# PAGE EXTRACT:
· · · · ·
A well-designed mechanical ventilation system with good controls is important to provide consistent ventilation through all seasons of the year for all housing. Fans exhaust stale air. Leaks, passive inlets, or another fan draws in outdoor air. Maintaining good indoor air quality in a house requires reducing pollution sources and providing adequate ventilation to remove and dilute pollutants.

In warm climates, good indoor air quality may be achieved with supply ventilation, but most systems described here deal with exhaust ventilation for temperate and cold climates.
 
 

Most building and ventilation codes and utility programs in the United States are based on ASHRAE 62. (ASHRAE develops guidelines and standards for engineering design, building practice, and building codes throughout the United States.) ASHRAE Standard 62-1989, Ventilation for Acceptable Indoor Air Quality, requires mechanical spot ventilation for specific sources of indoor pollutants. It also requires general ventilation that operates whenever the house is occupied to maintain indoor air quality. The number of occupants determines the amount of general ventilation required. Let's look at these two types of ventilation.
 
 

General indoor air quality (IAQ) ventilation removes contaminants and delivers outdoor air to the occupied rooms of a house. The current ASHRAE standard recommends a minimum of 0.35 air changes per hour (ACH)-that is, in one hour 35% of the home's air is exhausted and replaced with outdoor air. A proposed revision to the ASHRAE 62 standard uses 5 CFM per 100 ft2 of household area as a simpler calculation method. In either case, the ventilation rate must be not less than 15 CFM for each occupant, assuming two occupants for the master bedroom and one for each additional bedroom. I recommend that the ventilation installer use 0.5-0.6 ACH for an upper limit on ventilation rate.

The ASHRAE standard does not require mechanical ventilation, but we know from blower-door and tracer-gas testing that only mechanical systems provide outdoor air reliably through all seasons.
· · · · ·
[Stored entries]
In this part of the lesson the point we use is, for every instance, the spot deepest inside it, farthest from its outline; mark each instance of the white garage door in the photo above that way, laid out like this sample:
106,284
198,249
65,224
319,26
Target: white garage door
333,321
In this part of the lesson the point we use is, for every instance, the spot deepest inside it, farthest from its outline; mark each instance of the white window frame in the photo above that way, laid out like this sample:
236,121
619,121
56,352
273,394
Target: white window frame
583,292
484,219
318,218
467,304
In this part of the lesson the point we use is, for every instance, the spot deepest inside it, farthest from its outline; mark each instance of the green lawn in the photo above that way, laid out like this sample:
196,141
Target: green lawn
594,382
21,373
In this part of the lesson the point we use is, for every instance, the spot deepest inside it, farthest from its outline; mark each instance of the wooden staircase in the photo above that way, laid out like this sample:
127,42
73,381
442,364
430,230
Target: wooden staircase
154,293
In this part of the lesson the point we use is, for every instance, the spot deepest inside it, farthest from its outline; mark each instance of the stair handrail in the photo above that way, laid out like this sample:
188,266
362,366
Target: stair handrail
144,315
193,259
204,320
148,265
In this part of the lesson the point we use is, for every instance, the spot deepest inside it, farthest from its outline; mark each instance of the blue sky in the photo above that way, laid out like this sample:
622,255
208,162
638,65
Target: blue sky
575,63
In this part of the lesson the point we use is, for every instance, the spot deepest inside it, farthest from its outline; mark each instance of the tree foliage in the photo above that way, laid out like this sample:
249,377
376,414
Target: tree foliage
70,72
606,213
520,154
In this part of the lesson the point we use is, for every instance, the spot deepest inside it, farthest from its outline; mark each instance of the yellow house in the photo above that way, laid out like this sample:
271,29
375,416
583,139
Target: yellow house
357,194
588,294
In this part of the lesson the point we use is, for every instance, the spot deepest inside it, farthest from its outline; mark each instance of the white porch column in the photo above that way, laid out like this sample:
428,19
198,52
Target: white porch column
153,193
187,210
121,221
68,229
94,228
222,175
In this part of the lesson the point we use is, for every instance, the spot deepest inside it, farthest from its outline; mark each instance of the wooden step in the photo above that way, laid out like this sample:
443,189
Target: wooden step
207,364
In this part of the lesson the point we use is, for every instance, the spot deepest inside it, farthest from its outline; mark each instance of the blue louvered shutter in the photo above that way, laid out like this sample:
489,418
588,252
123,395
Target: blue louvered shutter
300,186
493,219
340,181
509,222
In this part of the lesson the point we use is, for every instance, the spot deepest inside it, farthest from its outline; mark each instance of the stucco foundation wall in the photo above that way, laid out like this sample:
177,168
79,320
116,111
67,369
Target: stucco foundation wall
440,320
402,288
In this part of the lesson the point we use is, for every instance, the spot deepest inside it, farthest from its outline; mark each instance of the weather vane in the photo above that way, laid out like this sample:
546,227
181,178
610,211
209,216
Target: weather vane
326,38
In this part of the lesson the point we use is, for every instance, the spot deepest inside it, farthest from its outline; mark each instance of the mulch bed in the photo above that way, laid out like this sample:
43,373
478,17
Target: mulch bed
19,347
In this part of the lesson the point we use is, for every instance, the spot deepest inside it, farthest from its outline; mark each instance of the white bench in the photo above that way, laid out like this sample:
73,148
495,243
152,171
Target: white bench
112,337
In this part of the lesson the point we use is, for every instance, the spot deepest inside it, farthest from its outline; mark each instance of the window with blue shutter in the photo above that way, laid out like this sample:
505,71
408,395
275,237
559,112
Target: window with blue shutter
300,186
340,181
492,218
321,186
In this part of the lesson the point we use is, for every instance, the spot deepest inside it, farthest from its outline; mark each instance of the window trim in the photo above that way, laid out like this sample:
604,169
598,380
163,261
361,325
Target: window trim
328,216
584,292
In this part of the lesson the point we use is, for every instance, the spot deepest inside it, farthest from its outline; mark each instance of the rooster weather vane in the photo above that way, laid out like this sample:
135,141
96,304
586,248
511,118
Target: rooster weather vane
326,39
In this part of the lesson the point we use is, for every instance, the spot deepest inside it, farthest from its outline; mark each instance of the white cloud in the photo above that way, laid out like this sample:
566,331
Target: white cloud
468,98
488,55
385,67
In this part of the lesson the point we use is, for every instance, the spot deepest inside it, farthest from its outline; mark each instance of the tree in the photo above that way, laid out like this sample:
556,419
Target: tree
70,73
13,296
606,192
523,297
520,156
· · · · ·
# REQUEST 1:
Answer each question from the ventilation passage on its own line:
(a) What do fans do?
(b) What minimum rate of air changes per hour does the current ASHRAE standard recommend?
(c) What determines the amount of general ventilation required?
# REQUEST 2:
Say whether each statement agrees with the ventilation passage, and quote the words that decide it:
(a) Most systems described deal with supply ventilation for cold climates.
(b) The ASHRAE standard requires mechanical ventilation.
(c) The ventilation rate must be at least 15 CFM for each occupant.

# FINISHED ANSWER 1:
(a) They exhaust stale air.
(b) 0.35 air changes per hour.
(c) The number of occupants.

# FINISHED ANSWER 2:
(a) No: "most systems described here deal with exhaust ventilation for temperate and cold climates"
(b) No: "The ASHRAE standard does not require mechanical ventilation"
(c) Yes: "the ventilation rate must be not less than 15 CFM for each occupant"